-- BEGIN Source passage --

Getting started with Surveil

0. Prerequisite

Surveil’s development environment is based on Docker and docker-compose.

First you need to install Docker. Refer to the project installation documentation.

You can install docker-compose with the following command:

sudo pip install -U docker-compose
1. Starting the containers

You will then be able to use the environment with the following commands:

  • sudo docker-compose up: Launch Surveil and its dependencies in containers.
  • sudo docker-compose down: Kill the active docker containers, if any.
  • sudo docker-compose rm: Remove all containers, if any.
  • sudo docker-compose build: Build the docker images.

Configuration for the different services running in the Docker containers are stored in tools/docker.

After running sudo docker-compose up, you should be able to acces all services at the ports configured in the docker-compose.yml file.

-- END Source passage --

* Exercises to complete:
a – Which docker-compose commands does the bulleted list in the Surveil getting-started guide give? Name every one.
b – Copy out the stretch of the Surveil getting-started guide from "sudo pip install" through "all containers, if any.", word for word.
You won't need the items to work with the Surveil getting-started guide.

-- BEGIN Dataset --

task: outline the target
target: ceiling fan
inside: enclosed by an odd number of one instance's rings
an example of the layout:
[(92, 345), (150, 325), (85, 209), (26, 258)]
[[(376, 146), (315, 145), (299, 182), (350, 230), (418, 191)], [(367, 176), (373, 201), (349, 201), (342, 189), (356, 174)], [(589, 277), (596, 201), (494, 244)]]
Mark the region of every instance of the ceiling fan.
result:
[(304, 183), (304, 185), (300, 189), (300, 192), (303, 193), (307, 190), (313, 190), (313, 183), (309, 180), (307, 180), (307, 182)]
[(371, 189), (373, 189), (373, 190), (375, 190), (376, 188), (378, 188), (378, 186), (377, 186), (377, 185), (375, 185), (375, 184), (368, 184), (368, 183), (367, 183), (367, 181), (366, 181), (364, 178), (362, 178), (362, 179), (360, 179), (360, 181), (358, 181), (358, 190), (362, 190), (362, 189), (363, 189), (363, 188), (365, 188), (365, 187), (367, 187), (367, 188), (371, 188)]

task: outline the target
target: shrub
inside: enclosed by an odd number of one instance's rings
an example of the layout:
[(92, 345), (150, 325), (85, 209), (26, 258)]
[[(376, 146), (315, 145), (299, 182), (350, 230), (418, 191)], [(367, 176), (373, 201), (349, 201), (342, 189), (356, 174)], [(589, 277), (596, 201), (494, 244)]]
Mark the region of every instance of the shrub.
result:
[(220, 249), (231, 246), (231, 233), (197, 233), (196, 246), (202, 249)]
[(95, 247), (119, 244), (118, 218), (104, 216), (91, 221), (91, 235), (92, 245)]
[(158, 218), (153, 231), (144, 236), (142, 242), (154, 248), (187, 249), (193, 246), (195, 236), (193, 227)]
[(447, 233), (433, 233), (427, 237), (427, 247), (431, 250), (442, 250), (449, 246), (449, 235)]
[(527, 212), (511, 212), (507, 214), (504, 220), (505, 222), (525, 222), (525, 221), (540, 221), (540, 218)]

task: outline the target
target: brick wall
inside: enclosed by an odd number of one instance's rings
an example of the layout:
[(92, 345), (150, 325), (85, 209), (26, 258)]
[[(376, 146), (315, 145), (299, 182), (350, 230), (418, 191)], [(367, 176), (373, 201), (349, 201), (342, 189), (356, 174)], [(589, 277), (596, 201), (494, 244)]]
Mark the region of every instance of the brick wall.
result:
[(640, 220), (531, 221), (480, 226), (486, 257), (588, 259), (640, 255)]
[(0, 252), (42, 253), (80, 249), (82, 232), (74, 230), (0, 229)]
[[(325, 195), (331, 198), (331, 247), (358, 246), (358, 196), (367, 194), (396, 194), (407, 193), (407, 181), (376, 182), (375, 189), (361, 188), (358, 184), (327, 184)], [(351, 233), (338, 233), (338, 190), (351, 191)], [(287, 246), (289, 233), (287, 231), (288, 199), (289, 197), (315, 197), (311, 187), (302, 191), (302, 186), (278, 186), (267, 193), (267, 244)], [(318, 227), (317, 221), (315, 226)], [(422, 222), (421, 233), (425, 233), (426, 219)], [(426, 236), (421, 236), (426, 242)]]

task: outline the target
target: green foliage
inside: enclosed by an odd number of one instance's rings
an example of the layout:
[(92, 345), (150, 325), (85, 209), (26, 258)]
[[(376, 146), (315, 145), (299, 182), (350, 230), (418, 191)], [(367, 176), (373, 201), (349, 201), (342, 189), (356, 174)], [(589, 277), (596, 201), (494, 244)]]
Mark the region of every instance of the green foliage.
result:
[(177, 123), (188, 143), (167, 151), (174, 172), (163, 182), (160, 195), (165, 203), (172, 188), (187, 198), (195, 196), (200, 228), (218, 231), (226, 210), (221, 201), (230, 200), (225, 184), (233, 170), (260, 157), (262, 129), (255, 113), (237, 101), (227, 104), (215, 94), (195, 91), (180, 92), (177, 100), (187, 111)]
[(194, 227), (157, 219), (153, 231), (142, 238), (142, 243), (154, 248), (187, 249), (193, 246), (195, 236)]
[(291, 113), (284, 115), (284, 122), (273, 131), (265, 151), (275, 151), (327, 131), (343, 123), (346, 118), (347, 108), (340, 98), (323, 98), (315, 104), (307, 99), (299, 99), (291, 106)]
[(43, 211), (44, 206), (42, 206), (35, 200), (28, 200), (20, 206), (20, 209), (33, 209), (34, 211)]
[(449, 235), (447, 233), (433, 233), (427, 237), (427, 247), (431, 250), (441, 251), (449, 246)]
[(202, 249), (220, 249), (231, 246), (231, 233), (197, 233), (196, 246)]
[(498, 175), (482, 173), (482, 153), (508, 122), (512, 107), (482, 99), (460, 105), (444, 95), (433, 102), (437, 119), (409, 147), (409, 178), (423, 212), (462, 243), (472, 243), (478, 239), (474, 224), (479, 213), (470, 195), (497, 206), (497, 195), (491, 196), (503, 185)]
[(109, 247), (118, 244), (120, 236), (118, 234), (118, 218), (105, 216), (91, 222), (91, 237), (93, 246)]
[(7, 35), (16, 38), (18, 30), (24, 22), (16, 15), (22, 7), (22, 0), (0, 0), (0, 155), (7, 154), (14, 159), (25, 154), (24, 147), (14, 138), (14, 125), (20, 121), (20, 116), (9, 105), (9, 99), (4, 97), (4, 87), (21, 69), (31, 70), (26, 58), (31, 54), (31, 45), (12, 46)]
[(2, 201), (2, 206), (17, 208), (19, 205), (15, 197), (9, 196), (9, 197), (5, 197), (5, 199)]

-- END Dataset --

* Answers given:
a –
- sudo docker-compose up
- sudo docker-compose down
- sudo docker-compose rm
- sudo docker-compose build

b –
sudo pip install -U docker-compose
1. Starting the containers

You will then be able to use the environment with the following commands:

  • sudo docker-compose up: Launch Surveil and its dependencies in containers.
  • sudo docker-compose down: Kill the active docker containers, if any.
  • sudo docker-compose rm: Remove all containers, if any.